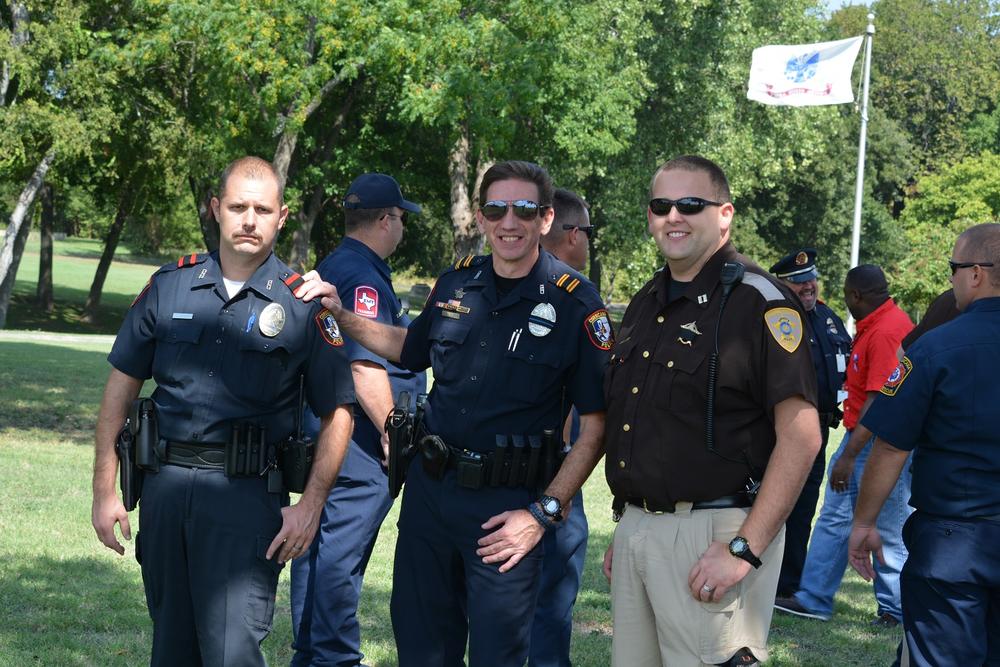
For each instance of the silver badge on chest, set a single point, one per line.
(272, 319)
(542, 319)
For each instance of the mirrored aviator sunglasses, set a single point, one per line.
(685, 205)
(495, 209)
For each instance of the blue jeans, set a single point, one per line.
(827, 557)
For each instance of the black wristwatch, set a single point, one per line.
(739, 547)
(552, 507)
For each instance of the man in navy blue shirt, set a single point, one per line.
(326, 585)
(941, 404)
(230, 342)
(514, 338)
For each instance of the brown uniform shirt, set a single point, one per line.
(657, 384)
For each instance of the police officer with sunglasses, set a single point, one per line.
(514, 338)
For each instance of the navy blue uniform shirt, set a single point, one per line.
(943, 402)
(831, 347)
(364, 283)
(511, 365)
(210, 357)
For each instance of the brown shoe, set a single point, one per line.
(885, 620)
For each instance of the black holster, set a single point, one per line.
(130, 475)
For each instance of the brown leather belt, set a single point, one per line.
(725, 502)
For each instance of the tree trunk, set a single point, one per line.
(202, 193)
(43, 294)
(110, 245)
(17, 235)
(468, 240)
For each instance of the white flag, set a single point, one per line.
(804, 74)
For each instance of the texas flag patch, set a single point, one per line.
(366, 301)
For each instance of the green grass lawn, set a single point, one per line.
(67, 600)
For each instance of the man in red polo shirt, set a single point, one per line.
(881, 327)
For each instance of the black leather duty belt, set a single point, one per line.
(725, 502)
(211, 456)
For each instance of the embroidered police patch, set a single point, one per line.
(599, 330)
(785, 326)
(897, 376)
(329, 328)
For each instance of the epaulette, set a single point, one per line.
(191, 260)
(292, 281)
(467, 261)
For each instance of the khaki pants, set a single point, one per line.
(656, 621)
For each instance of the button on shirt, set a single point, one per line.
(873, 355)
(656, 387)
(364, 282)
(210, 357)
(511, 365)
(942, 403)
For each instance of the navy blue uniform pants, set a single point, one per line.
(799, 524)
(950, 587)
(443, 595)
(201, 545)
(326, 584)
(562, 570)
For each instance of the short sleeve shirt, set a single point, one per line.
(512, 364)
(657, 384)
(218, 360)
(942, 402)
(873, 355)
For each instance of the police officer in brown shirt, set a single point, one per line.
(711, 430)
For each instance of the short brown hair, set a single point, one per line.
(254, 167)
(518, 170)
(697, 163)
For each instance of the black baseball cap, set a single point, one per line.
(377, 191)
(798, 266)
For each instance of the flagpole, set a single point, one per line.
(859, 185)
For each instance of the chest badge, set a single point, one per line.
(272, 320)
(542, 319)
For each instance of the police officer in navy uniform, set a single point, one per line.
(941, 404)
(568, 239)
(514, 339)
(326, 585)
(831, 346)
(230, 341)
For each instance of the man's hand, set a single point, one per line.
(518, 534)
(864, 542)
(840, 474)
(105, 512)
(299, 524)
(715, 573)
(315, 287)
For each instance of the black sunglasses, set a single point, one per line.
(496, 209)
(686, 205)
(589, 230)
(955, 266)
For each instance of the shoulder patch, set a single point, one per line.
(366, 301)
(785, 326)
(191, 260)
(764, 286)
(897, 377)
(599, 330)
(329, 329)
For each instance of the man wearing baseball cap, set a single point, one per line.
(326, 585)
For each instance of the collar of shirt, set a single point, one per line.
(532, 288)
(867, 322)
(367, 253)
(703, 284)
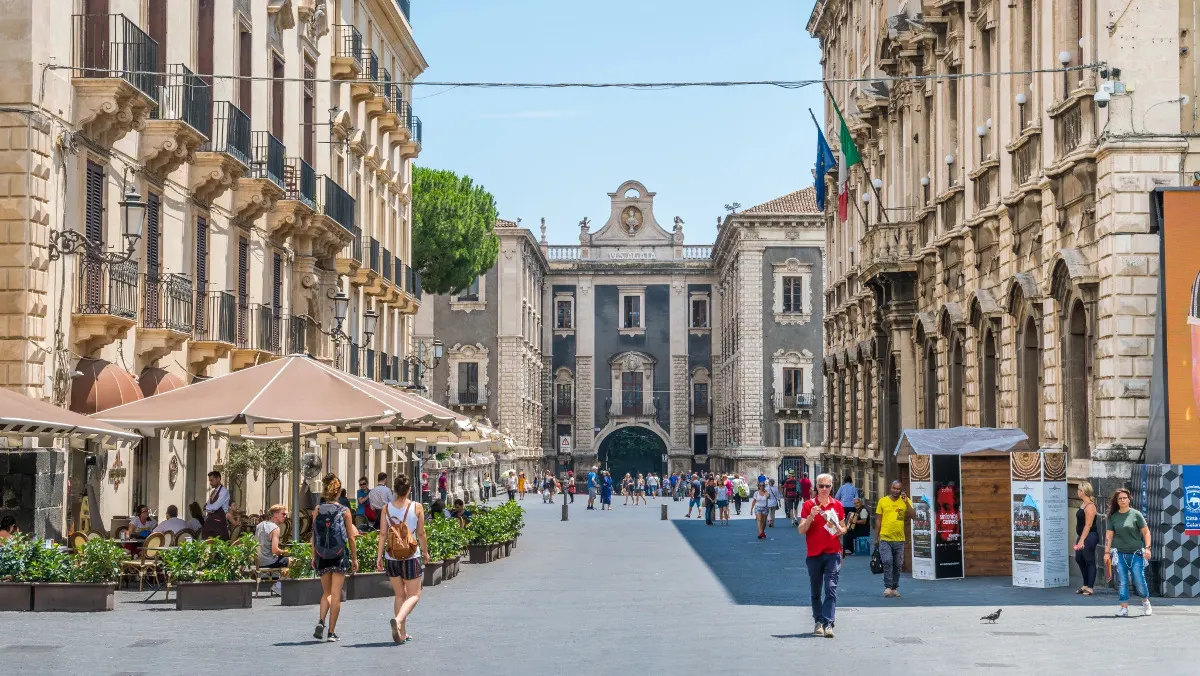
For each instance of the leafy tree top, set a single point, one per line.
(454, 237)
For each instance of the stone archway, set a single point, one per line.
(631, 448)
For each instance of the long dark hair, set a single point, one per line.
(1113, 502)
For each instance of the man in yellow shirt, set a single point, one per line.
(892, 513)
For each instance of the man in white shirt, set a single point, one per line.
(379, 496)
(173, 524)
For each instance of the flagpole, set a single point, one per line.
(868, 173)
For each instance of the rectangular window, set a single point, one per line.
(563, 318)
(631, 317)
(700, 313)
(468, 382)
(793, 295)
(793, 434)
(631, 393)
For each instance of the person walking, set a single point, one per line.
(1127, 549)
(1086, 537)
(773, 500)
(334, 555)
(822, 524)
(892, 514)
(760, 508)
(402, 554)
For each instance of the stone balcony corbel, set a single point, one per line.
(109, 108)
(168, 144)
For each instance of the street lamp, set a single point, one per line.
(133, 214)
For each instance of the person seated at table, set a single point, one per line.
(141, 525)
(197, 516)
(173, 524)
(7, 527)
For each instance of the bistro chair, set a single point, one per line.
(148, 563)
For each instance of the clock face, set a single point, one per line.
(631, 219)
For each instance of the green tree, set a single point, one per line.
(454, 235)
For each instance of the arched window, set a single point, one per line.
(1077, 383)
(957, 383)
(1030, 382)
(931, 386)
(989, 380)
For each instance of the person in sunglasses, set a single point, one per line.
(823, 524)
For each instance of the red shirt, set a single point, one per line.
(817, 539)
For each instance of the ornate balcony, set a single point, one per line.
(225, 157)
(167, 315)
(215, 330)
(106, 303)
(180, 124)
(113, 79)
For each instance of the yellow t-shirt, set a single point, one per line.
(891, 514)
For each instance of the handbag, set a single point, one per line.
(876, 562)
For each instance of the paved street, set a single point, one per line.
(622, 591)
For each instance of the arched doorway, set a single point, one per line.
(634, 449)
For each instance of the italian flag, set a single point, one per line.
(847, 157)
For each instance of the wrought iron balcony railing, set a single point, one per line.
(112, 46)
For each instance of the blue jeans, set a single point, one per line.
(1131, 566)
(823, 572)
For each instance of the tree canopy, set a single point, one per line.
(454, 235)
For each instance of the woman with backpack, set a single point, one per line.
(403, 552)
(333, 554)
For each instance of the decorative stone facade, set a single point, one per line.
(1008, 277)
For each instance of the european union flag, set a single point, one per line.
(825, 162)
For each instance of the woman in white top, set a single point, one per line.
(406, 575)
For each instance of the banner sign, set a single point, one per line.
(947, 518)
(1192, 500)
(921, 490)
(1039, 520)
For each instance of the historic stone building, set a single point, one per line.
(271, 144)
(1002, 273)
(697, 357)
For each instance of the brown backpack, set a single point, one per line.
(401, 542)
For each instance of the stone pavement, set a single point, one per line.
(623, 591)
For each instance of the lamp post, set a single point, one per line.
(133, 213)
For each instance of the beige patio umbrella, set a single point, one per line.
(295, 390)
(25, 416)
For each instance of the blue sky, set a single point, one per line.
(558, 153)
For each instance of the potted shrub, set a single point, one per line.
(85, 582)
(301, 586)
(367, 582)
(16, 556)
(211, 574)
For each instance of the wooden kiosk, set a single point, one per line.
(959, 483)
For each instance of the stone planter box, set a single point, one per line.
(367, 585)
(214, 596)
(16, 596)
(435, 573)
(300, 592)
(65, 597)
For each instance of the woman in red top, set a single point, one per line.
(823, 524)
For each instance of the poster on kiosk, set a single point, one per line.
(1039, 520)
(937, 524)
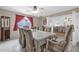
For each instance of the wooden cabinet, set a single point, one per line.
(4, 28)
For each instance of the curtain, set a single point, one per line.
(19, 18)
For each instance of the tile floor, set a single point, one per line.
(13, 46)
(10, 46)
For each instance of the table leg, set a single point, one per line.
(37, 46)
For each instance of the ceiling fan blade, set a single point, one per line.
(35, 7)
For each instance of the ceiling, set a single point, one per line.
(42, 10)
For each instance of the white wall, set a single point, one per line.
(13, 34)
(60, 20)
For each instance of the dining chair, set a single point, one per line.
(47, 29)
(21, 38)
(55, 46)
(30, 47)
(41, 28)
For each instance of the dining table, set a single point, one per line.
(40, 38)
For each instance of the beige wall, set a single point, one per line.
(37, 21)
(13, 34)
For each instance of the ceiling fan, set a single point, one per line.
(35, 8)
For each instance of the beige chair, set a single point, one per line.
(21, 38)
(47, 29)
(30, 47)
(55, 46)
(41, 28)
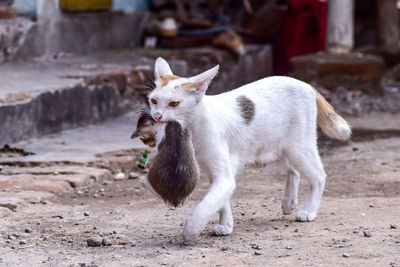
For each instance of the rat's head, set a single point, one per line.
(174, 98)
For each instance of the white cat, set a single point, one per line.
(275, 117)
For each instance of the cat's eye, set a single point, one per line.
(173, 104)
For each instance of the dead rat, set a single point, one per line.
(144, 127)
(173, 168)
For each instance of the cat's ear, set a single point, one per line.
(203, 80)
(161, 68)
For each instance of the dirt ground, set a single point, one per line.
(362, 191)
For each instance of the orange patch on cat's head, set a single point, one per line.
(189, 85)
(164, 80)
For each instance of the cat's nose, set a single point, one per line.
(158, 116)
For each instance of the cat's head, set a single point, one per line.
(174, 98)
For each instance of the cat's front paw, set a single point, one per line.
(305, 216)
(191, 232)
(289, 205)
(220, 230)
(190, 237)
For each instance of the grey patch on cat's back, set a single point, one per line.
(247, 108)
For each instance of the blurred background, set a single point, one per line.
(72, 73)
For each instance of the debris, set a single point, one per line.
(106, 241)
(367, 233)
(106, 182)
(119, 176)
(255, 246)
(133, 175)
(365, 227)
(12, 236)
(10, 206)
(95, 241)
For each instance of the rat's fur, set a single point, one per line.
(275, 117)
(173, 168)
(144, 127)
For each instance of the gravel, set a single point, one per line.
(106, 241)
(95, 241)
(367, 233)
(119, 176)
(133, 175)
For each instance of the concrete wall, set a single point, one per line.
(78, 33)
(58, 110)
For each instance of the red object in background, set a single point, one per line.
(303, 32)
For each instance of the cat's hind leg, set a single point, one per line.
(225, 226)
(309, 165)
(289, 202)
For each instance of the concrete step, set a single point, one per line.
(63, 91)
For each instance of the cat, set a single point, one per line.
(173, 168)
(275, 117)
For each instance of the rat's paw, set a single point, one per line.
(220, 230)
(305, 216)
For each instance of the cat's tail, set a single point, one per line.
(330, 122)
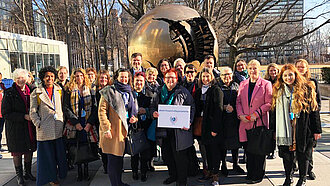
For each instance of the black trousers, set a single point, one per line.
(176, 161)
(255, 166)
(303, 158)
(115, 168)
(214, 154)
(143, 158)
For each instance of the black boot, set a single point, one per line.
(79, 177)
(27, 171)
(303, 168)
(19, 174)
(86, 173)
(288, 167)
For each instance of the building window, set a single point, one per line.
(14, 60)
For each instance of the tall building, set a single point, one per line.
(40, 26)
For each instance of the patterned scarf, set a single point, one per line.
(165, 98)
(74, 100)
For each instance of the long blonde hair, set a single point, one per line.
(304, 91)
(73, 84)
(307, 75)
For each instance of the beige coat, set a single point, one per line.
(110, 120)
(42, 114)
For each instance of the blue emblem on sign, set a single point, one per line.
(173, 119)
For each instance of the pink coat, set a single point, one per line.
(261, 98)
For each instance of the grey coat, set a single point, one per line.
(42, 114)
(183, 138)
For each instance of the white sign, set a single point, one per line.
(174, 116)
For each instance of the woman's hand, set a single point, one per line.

## Problem description
Give back exactly the lines running from the line containing "For each instance of the beige coat, set" through the end of the material above, both included, and nothing beyond them.

## Result
For each instance of the beige coat, set a single point, one per line.
(110, 120)
(42, 114)
For each instance of the blue emblem on sign, set a single point, one per line.
(173, 119)
For each instance of the pink coat, set a single point, one per line.
(261, 98)
For each instance of the grey coat, set a single point, one per line.
(42, 114)
(183, 138)
For each instance of the white sign, set a single point, one per line.
(174, 116)
For each instance of the woman's hand, set a single point, one per line.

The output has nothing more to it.